▶ _Exercise aim_
Copy every entry precisely.

▶ _Excerpt from a dataset_
↓↓↓

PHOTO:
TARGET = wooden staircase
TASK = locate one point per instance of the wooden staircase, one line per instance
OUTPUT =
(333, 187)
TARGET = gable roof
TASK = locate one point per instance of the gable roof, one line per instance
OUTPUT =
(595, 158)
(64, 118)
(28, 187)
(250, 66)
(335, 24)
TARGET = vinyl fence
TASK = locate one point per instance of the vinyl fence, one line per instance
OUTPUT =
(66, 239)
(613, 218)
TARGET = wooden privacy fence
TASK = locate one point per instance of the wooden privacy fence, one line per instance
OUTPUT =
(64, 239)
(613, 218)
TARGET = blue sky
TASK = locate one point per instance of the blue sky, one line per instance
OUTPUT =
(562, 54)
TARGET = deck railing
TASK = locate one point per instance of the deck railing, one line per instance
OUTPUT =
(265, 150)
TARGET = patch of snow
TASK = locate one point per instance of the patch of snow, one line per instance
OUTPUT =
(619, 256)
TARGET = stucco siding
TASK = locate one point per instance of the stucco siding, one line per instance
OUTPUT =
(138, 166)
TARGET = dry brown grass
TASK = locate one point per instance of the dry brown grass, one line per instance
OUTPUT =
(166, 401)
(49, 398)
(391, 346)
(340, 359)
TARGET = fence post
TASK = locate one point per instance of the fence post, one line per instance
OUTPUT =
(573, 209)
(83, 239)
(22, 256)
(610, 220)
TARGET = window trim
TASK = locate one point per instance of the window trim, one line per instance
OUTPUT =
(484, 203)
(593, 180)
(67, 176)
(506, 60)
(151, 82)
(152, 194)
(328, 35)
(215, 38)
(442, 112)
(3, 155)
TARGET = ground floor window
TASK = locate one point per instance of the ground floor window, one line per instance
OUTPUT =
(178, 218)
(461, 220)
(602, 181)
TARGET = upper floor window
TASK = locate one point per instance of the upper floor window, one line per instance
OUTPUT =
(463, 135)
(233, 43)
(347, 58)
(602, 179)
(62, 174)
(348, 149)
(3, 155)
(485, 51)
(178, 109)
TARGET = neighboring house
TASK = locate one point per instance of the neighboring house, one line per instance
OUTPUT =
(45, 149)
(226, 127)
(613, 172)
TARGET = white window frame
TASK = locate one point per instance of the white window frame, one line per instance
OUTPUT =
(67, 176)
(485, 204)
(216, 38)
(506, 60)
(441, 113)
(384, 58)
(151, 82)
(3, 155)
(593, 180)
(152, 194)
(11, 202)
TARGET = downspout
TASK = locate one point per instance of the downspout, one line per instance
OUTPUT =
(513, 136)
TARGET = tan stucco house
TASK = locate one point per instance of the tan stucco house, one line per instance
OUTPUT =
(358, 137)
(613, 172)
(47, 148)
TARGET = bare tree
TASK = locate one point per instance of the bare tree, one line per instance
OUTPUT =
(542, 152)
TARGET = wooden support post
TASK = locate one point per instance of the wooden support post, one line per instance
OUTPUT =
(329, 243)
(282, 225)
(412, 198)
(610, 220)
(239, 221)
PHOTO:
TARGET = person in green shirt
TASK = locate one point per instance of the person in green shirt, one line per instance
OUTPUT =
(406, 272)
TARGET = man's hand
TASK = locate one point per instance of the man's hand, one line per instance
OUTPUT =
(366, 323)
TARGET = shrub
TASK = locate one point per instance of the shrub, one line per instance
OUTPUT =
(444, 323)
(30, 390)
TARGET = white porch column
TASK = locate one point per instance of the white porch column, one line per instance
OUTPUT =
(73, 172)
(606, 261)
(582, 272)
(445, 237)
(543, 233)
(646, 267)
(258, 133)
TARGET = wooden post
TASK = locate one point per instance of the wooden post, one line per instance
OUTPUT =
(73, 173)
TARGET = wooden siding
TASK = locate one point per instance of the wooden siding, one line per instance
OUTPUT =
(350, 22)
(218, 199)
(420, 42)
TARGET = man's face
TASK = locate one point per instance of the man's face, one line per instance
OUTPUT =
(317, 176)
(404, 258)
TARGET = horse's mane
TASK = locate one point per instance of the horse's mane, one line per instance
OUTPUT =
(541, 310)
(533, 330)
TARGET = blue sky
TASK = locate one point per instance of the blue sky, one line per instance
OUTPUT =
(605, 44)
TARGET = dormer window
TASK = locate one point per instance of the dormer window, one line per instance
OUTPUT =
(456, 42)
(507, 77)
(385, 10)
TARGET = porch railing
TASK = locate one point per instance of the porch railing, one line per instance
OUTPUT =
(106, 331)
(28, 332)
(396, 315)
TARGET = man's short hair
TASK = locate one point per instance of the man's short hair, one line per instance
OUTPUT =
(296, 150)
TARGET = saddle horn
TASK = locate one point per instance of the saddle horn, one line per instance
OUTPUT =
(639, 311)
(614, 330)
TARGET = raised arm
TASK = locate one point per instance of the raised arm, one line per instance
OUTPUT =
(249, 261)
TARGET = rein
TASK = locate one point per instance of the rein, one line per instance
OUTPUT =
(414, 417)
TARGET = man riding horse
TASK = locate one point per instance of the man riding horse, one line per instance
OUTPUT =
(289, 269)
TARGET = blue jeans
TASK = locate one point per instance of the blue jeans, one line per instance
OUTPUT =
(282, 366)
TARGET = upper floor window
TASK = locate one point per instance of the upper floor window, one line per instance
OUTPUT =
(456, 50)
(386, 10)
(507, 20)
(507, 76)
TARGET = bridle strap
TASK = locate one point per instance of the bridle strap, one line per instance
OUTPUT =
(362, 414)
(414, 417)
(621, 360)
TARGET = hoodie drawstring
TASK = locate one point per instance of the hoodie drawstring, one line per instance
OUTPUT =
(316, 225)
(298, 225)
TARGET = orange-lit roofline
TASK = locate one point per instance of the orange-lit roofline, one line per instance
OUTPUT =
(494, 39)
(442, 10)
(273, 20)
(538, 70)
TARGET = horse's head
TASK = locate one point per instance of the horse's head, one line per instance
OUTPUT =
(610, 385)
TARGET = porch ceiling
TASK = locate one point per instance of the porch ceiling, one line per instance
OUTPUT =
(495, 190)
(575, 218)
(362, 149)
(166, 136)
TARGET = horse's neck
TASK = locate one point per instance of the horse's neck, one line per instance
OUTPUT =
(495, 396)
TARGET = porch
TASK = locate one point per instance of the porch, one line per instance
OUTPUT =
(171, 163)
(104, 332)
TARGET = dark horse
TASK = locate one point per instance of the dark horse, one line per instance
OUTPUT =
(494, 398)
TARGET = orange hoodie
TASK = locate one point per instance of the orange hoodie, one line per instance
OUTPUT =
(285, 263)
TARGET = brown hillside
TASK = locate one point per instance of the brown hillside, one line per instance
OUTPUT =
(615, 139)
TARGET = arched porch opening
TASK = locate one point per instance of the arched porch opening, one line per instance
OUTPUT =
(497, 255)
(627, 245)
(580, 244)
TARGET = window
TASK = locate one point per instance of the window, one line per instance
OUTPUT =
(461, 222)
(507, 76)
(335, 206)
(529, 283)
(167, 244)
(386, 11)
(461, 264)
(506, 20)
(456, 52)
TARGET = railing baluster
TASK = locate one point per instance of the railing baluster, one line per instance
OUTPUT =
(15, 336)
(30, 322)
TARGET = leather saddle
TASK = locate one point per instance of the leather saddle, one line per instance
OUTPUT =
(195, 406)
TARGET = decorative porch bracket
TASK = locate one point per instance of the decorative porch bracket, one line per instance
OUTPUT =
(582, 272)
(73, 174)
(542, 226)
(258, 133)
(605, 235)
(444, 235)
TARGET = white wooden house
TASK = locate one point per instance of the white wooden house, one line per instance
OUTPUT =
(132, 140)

↑↑↑

▶ _Exercise output_
PHOTO:
TARGET = wooden staircase
TASK = locate one point per instance of the wooden staircase, one line per instance
OUTPUT =
(333, 187)
TARGET = gable roof
TASK = locate one point per instance of the gable roof, one line per instance
OUTPUT =
(595, 158)
(64, 118)
(28, 187)
(250, 66)
(335, 24)
TARGET = vinyl fence
TASK = locate one point per instance of the vinyl fence, one line per instance
OUTPUT =
(66, 239)
(613, 218)
TARGET = wooden privacy fence
TASK = locate one point per instance of the wooden privacy fence, one line per instance
OUTPUT =
(64, 239)
(613, 218)
TARGET = blue sky
TASK = locate one point per instance of the blue sky, one line per instance
OUTPUT =
(562, 54)
TARGET = deck railing
TASK = locate one point per instance of the deck railing, one line per instance
OUTPUT =
(265, 150)
TARGET = patch of snow
TASK = locate one point per instance of the patch of snow, one line per instance
OUTPUT =
(619, 256)
TARGET = stucco siding
TASK = locate one point per instance of the stucco siding, one line per instance
OUTPUT =
(138, 166)
TARGET = dry brown grass
TASK = locate one point per instance of the dry brown grass, one line per instance
OUTPUT =
(166, 401)
(49, 398)
(391, 346)
(340, 359)
TARGET = fence post
TASK = locate one point per instance of the fence post, one line per instance
OUTPUT =
(573, 209)
(83, 239)
(22, 256)
(610, 220)
TARGET = window trim
TASK = locate one point per instance of the window trim, one line per instance
OUTPUT =
(484, 203)
(593, 180)
(67, 176)
(506, 60)
(151, 82)
(152, 194)
(328, 35)
(215, 38)
(442, 112)
(3, 155)
TARGET = ground floor window
TASK = locate one point per instance of the ground floor window, one line per instance
OUTPUT =
(178, 218)
(461, 220)
(602, 181)
TARGET = upper floor window
TASK = locate one point per instance of the upper floor window, one line per instance
OUTPUT =
(463, 135)
(233, 43)
(347, 58)
(602, 179)
(62, 174)
(348, 149)
(3, 155)
(485, 51)
(178, 109)
TARGET = neighboring house
TASK = locate one point per instance of the neighboring house, one line per instance
OUTPUT =
(45, 149)
(226, 127)
(613, 172)
TARGET = white window frame
TASK = locate one point per instance of the white window frame, one line per instance
OUTPUT =
(67, 176)
(485, 204)
(216, 38)
(506, 60)
(441, 113)
(384, 58)
(151, 82)
(3, 155)
(593, 180)
(152, 194)
(11, 202)
TARGET = downspout
TASK = locate one point per instance of the downspout, one line per instance
OUTPUT =
(513, 136)
TARGET = tan stucco house
TASK = locate one point per instance of the tan stucco house, one line per instance
OUTPUT =
(358, 137)
(613, 172)
(47, 148)
TARGET = bare tree
TASK = locate one point per instance of the bare tree, one line per instance
OUTPUT =
(542, 152)
TARGET = wooden support post
TASK = locate one point per instance of the wooden support post, one line per instance
OUTPUT =
(329, 243)
(282, 225)
(412, 198)
(610, 220)
(239, 221)
PHOTO:
TARGET = person in green shirt
TASK = locate one point per instance of the person in green shirt, one line per instance
OUTPUT =
(406, 272)
TARGET = man's hand
TASK = locate one point per instance of the man's hand, one line per instance
OUTPUT =
(366, 323)
TARGET = shrub
TASK = locate one point per instance of the shrub, one line per instance
OUTPUT =
(444, 323)
(30, 390)
TARGET = white porch column
TASK = locate one point per instance of the white porch column, one line per instance
OUTPUT =
(73, 172)
(606, 261)
(582, 272)
(445, 237)
(543, 233)
(646, 267)
(258, 133)
TARGET = wooden post
TASK = locate one point per instance of the wooden post, one line per instance
OUTPUT =
(73, 173)
TARGET = wooden siding
TASK = locate one point per instance of the wooden siding, one line per instance
OUTPUT =
(350, 22)
(218, 199)
(420, 42)
TARGET = man's face
TASK = locate one point per instance of the man's face, one line per instance
OUTPUT =
(317, 176)
(404, 258)
TARGET = horse's mane
TASK = locate one point per instance of the horse's mane, one line per instance
OUTPUT =
(541, 310)
(533, 330)
TARGET = blue sky
TASK = locate one point per instance of the blue sky, one line per instance
OUTPUT =
(605, 44)
TARGET = dormer window
TASK = locate one point per instance of the dormer window, one line per instance
OUTPUT =
(456, 42)
(507, 77)
(385, 10)
TARGET = porch railing
TASK = locate one point per instance of the porch railing, one line per instance
OUTPUT =
(106, 331)
(28, 332)
(396, 315)
TARGET = man's short hair
TASK = locate one point per instance of the man's short hair, one line per instance
OUTPUT =
(296, 150)
TARGET = saddle horn
TASK = locate one point per instance of the saddle horn, one line per instance
OUTPUT =
(639, 311)
(614, 330)
TARGET = raised arm
TASK = locate one point per instance of the raised arm, one line per instance
OUTPUT =
(249, 261)
TARGET = rein
TASK = locate one point per instance of the rein, one line per instance
OUTPUT =
(414, 417)
TARGET = man riding horse
TASK = locate one point per instance of the man riding horse, one line per instance
OUTPUT =
(289, 269)
TARGET = blue jeans
TASK = locate one point per instance of the blue jeans, one line per instance
OUTPUT =
(282, 366)
TARGET = upper floor window
TASK = locate one point per instance of the upper floor window, one line per instance
OUTPUT =
(456, 50)
(386, 10)
(507, 20)
(507, 76)
TARGET = bridle strap
TASK = locate one point per instance of the bridle strap, one line per instance
OUTPUT =
(362, 414)
(414, 417)
(621, 360)
TARGET = hoodie drawstring
TASK = locate one point per instance of the hoodie drawstring, one line per instance
OUTPUT =
(316, 225)
(298, 225)
TARGET = orange-lit roofline
TASK = locate one point per instance of the orange-lit roofline, one line per instance
OUTPUT =
(494, 39)
(442, 10)
(273, 20)
(538, 70)
TARGET = horse's head
TASK = locate one point per instance of the horse's head, one line per instance
OUTPUT =
(610, 385)
TARGET = porch ceiling
TASK = locate one point per instance of the porch ceiling, one line per instance
OUTPUT =
(495, 190)
(575, 218)
(362, 149)
(166, 136)
TARGET = horse's neck
TASK = locate one point per instance of the horse's neck, one line per instance
OUTPUT =
(495, 396)
TARGET = porch
TASK = locate one point per instance of the porch, one line per instance
OUTPUT =
(171, 163)
(104, 332)
TARGET = dark horse
TASK = locate one point per instance of the dark horse, one line per instance
OUTPUT =
(494, 398)
TARGET = orange hoodie
TASK = locate one point per instance of the orange hoodie, one line per instance
OUTPUT =
(285, 263)
TARGET = brown hillside
TASK = locate one point per instance of the brown hillside, one line per instance
OUTPUT =
(615, 139)
TARGET = arched porch opening
TASK = locate one point per instance of the arched porch opening, one line per instance
OUTPUT =
(497, 255)
(627, 245)
(580, 244)
TARGET = window
TASK = locate one point per instance of the window, one line per instance
OUTPUT =
(461, 222)
(507, 76)
(335, 206)
(529, 283)
(167, 244)
(386, 11)
(461, 264)
(506, 20)
(456, 52)
TARGET = railing baluster
TASK = locate one point per instance of the railing baluster, one line per instance
OUTPUT =
(15, 336)
(30, 322)
TARGET = leather saddle
TASK = locate one point per instance of the leather saddle, one line per instance
OUTPUT =
(195, 406)
TARGET = decorative porch bracket
TASK = locate one point per instance of the decorative porch bracket, one line per instance
OUTPUT =
(582, 272)
(73, 174)
(542, 226)
(258, 133)
(605, 235)
(444, 235)
TARGET = white wooden house
TASK = locate one point per instance of the white wooden house, one line per instance
OUTPUT =
(132, 140)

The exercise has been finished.